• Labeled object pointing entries
────────────────────────────────────────

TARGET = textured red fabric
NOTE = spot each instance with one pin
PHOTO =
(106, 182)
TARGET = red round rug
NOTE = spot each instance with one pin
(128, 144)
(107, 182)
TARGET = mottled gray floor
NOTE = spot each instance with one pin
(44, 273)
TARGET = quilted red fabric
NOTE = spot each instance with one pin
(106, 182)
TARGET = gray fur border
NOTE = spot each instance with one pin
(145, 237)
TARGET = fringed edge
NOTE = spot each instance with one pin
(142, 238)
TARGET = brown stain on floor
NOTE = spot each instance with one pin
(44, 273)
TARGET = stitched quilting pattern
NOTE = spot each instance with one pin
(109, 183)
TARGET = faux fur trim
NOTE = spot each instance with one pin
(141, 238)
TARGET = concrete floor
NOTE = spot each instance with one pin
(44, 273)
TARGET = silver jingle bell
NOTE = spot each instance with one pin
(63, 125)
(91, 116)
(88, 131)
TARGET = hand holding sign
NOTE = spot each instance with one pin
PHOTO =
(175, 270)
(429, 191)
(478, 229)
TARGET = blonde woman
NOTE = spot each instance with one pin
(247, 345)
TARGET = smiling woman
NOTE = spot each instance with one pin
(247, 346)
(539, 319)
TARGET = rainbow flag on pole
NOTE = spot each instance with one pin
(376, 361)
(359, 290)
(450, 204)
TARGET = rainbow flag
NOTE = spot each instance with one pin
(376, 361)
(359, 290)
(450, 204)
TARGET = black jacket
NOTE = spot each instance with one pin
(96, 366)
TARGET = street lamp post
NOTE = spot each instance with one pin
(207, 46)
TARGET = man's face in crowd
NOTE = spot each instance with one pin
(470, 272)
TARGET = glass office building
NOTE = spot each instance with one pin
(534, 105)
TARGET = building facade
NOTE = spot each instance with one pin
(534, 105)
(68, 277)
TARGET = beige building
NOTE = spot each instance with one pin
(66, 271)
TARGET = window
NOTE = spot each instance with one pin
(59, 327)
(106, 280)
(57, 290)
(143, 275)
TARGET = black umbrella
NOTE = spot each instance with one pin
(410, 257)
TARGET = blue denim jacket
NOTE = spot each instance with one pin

────────────────────────────────────────

• WHAT THE TASK REQUIRES
Copy out every line of the listing above word for word, with nothing changed.

• EXERCISE ANSWER
TARGET = textured red fabric
NOTE = spot each instance with one pin
PHOTO =
(106, 182)
TARGET = red round rug
NOTE = spot each instance with one pin
(128, 144)
(107, 182)
TARGET = mottled gray floor
NOTE = spot each instance with one pin
(44, 273)
TARGET = quilted red fabric
NOTE = spot each instance with one pin
(106, 182)
TARGET = gray fur border
NOTE = spot each instance with one pin
(145, 237)
TARGET = fringed edge
NOTE = spot each instance with one pin
(142, 238)
TARGET = brown stain on floor
NOTE = spot each instance with one pin
(44, 273)
TARGET = stitched quilting pattern
NOTE = spot each instance with one pin
(109, 183)
TARGET = faux fur trim
NOTE = spot each instance with one pin
(141, 238)
TARGET = concrete floor
NOTE = spot each instance with one pin
(44, 273)
TARGET = silver jingle bell
NOTE = spot each instance with one pin
(63, 125)
(91, 116)
(88, 131)
TARGET = hand holding sign
NOTE = spot each instance with one pin
PHOTO =
(175, 270)
(429, 191)
(478, 229)
TARGET = blonde woman
NOTE = spot each instance with one pin
(247, 345)
TARGET = smiling woman
NOTE = spot each instance with one pin
(247, 346)
(539, 319)
TARGET = rainbow flag on pole
NOTE = spot each instance with one pin
(376, 361)
(359, 290)
(450, 204)
TARGET = rainbow flag
NOTE = spot each instance with one pin
(376, 361)
(359, 290)
(450, 204)
TARGET = black jacket
NOTE = spot each instance with one pin
(96, 366)
TARGET = street lamp post
NOTE = spot each instance with one pin
(207, 46)
TARGET = man's face in crowd
NOTE = spot each instance with one pin
(470, 272)
TARGET = glass office building
NOTE = spot each instance with one pin
(534, 105)
TARGET = building facade
NOTE = spot each instance with one pin
(534, 105)
(68, 277)
TARGET = beige building
NOTE = spot each instance with one pin
(66, 271)
TARGET = window
NOTE = spot each instance with one pin
(59, 327)
(106, 280)
(57, 290)
(143, 275)
TARGET = black umbrella
NOTE = spot each instance with one pin
(410, 257)
TARGET = blue denim jacket
NOTE = spot each instance with one pin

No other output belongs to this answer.